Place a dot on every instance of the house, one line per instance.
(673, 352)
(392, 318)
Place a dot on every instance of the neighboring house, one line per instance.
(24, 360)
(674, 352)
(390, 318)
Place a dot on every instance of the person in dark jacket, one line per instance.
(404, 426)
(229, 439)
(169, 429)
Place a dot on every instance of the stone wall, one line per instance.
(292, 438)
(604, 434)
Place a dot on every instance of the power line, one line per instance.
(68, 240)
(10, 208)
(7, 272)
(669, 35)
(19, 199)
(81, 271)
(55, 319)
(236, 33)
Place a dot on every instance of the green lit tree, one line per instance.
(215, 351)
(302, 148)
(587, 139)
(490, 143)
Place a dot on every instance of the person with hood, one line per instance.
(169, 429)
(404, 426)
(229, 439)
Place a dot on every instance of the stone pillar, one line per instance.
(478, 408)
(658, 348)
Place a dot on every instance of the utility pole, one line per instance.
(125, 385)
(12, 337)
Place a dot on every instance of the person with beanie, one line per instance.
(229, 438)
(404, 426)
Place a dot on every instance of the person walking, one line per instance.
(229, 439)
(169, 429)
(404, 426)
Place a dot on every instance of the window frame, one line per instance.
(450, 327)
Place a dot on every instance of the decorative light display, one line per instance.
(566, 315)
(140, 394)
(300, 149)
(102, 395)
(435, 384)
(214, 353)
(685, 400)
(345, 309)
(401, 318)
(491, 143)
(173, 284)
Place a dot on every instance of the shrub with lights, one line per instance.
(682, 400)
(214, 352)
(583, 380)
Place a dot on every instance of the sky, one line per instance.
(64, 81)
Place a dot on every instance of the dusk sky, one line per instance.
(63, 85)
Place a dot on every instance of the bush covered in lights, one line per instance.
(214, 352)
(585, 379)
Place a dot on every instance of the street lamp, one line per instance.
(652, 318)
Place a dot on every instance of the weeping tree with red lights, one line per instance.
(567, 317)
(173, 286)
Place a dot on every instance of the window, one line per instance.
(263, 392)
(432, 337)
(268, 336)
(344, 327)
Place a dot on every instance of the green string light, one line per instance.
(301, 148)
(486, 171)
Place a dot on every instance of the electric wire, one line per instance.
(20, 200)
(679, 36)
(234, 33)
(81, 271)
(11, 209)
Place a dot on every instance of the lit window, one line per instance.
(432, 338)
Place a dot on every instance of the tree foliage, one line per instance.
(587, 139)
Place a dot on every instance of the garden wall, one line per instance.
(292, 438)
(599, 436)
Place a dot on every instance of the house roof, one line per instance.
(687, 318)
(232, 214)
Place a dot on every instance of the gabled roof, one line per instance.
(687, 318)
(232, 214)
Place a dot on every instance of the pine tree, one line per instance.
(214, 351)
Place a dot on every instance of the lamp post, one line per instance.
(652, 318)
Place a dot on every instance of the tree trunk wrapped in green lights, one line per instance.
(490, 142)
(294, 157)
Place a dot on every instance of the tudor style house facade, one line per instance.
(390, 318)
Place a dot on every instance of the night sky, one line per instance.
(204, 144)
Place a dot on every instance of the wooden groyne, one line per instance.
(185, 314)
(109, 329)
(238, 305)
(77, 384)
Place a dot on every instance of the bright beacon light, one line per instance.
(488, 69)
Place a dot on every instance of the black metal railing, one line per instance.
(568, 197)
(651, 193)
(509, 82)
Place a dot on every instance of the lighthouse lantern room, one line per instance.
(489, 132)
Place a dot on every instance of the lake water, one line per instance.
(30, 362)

__Your goal__. The answer should consist of the lines from the one with "Place a dot on every instance of the tudor" through the last line of the entries, duplicated exactly and nothing more.

__Task output__.
Place a dot on every instance of the tudor style house facade, one line per instance.
(390, 318)
Place a dot on every instance of the night sky, one line per instance.
(204, 144)
Place a dot on every instance of the wooden groyne, one line per instance.
(185, 314)
(109, 329)
(238, 305)
(77, 384)
Place a dot on every instance of the bright beacon light, one line per instance.
(488, 69)
Place a dot on every instance of the black metal railing, one line per instance.
(568, 197)
(651, 193)
(509, 82)
Place a dot on every instance of the lighthouse lantern room, one line per instance.
(489, 132)
Place a dot on every instance of the lake water, one line per instance.
(30, 362)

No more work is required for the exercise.